Excerpts of pointing data
%%

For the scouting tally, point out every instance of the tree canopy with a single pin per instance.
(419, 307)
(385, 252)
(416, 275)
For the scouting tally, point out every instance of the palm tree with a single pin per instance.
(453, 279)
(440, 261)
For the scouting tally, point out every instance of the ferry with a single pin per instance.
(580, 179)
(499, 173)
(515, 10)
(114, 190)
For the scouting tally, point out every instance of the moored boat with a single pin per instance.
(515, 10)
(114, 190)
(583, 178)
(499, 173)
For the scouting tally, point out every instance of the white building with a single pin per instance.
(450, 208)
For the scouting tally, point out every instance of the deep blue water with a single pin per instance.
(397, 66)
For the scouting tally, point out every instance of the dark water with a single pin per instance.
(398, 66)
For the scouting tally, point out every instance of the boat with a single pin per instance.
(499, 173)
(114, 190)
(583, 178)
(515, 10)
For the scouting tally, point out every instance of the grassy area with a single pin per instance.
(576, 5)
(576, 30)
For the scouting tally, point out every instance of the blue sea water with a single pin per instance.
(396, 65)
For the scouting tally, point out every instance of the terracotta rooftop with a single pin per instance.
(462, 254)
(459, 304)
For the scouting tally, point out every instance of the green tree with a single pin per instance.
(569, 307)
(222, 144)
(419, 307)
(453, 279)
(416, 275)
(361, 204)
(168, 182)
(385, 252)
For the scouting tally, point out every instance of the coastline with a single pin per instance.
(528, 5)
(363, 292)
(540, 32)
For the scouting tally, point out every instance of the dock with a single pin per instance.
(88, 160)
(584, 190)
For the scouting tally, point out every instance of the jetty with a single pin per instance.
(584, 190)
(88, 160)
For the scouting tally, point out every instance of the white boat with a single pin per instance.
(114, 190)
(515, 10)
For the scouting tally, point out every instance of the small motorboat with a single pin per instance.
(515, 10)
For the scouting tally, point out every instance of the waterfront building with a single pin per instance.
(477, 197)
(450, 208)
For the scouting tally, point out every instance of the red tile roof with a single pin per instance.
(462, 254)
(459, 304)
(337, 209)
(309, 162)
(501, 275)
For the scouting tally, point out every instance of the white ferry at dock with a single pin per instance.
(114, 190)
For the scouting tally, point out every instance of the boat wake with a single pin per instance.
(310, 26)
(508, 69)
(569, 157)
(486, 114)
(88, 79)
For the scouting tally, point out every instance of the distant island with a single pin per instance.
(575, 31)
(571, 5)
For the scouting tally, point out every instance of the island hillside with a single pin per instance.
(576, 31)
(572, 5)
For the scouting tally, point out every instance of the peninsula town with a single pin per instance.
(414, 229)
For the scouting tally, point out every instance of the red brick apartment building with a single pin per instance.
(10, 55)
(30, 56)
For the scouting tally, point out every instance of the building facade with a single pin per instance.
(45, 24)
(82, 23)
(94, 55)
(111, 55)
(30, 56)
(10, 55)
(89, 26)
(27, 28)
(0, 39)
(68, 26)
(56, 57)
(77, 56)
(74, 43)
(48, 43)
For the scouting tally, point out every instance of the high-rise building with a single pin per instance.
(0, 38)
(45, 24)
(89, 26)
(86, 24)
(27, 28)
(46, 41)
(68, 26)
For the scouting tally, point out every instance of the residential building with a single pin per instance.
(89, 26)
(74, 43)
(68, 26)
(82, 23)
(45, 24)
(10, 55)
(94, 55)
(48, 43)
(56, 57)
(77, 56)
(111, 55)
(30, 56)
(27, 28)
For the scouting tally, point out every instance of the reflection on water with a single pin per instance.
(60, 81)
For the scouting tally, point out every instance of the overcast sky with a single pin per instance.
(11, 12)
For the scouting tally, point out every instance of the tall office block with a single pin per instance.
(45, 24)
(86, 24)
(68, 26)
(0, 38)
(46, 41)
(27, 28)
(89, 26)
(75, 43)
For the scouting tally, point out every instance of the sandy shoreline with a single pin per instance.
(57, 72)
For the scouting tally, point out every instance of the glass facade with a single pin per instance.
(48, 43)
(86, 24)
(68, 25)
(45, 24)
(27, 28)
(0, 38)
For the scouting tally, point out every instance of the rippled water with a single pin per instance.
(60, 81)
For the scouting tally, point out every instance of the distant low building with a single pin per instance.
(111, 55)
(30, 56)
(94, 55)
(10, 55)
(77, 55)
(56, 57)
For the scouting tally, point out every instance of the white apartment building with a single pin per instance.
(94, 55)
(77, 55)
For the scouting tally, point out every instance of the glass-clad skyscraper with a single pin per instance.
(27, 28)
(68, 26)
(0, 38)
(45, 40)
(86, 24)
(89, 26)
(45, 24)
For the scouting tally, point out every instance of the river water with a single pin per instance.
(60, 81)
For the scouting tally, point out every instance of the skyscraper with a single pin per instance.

%%

-- Exercise --
Output each record exactly, leaving nothing out.

-- Answer to the task --
For the scouting tally, point out every instance of the tree canopy with a single pin per instance.
(419, 307)
(385, 252)
(416, 275)
For the scouting tally, point out every instance of the palm tree with a single pin per instance.
(453, 279)
(440, 261)
For the scouting tally, point out every instance of the ferry with a single pin per instance.
(580, 179)
(499, 173)
(515, 10)
(114, 190)
For the scouting tally, point out every instance of the moored boat with a single pin per instance.
(515, 10)
(114, 190)
(583, 178)
(499, 173)
For the scouting tally, point out every instance of the white building with a single pin per instance.
(450, 208)
For the scouting tally, point out every instance of the deep blue water with a single pin per instance.
(397, 66)
For the scouting tally, point out every instance of the dark water with a single pin per instance.
(398, 66)
For the scouting tally, point out every instance of the boat with a single pin per instance.
(499, 173)
(114, 190)
(583, 178)
(515, 10)
For the scouting tally, point out every instance of the grassy area with a single pin per instance.
(576, 5)
(576, 30)
For the scouting tally, point out every instance of the blue sea water with a single pin per instance.
(396, 65)
For the scouting tally, point out every instance of the terracotta rooftop with a single pin per instance.
(462, 254)
(459, 304)
For the scouting tally, point out every instance of the green tree with a single pin per instance.
(569, 307)
(222, 144)
(419, 307)
(453, 279)
(416, 275)
(361, 204)
(168, 182)
(385, 252)
For the scouting tally, point out every instance of the coastline with a single pin per instance.
(528, 5)
(363, 292)
(540, 32)
For the scouting tally, point out every instance of the dock with a single pin per instance.
(88, 160)
(584, 190)
For the scouting tally, point out every instance of the jetty with a single pin per instance.
(584, 190)
(88, 160)
For the scouting tally, point out every instance of the white boat with a single pin per instance.
(114, 190)
(515, 10)
For the scouting tally, point out every instance of the small motorboat with a single pin per instance.
(515, 10)
For the scouting tally, point out every instance of the waterfront building with a single pin per instance.
(477, 197)
(450, 208)
For the scouting tally, point out every instance of the red tile roof with a single pin per instance.
(462, 254)
(459, 304)
(337, 209)
(309, 162)
(501, 275)
For the scouting tally, point out every instance of the white ferry at dock with a single pin per instance.
(114, 190)
For the scouting tally, point out every instance of the boat wake with a single pin per instance.
(310, 26)
(508, 69)
(569, 157)
(486, 114)
(88, 79)
For the scouting tally, point out every instance of the distant island with a single pin per instance.
(575, 31)
(571, 5)
For the scouting tally, point out every instance of the island hillside with a single pin per instance.
(576, 31)
(572, 5)
For the scouting tally, point out every instance of the peninsula town with a single pin per instance.
(414, 229)
For the scouting tally, point out every instance of the red brick apartment building with a single pin per instance.
(10, 55)
(30, 56)
For the scouting tally, point out every instance of the building facade with a single pin per instance.
(45, 24)
(82, 23)
(94, 55)
(111, 55)
(30, 56)
(10, 55)
(89, 26)
(27, 28)
(0, 39)
(68, 26)
(56, 57)
(77, 56)
(74, 43)
(48, 43)
For the scouting tally, point out every instance of the high-rise building with a single pin per instance.
(0, 38)
(45, 24)
(89, 26)
(86, 24)
(27, 28)
(46, 41)
(68, 26)
For the scouting tally, point out every instance of the residential building with a single pin per instance.
(89, 26)
(74, 43)
(68, 26)
(82, 23)
(45, 24)
(10, 55)
(94, 55)
(48, 43)
(56, 57)
(77, 56)
(111, 55)
(30, 56)
(27, 28)
For the scouting tally, point out every instance of the reflection on water with a single pin per instance.
(60, 81)
For the scouting tally, point out every instance of the overcast sky with a single pin per instance.
(11, 12)
For the scouting tally, point out every instance of the tall office block with a single pin per instance.
(45, 24)
(86, 24)
(68, 26)
(0, 38)
(46, 41)
(27, 28)
(89, 26)
(75, 43)
For the scouting tally, point out every instance of the sandy shoreline with a single pin per instance.
(57, 72)
For the scouting tally, point out every instance of the glass facade with a single pin per instance.
(48, 43)
(86, 24)
(68, 25)
(45, 24)
(27, 28)
(0, 38)
For the scouting tally, point out every instance of the rippled water with a single pin per instance.
(60, 81)
For the scouting tally, point out every instance of the distant low building with a single pin per instance.
(111, 55)
(30, 56)
(94, 55)
(10, 55)
(77, 55)
(56, 57)
For the scouting tally, point out every instance of the white apartment building with a single pin per instance.
(94, 55)
(77, 55)
For the scouting tally, point out every instance of the glass-clad skyscraper with a single pin per instance.
(27, 28)
(68, 26)
(0, 38)
(45, 40)
(86, 24)
(89, 26)
(45, 24)
For the scouting tally, point out every instance of the river water with a single pin per instance.
(60, 81)
For the scouting tally, point out every instance of the skyscraper with a single pin per instance.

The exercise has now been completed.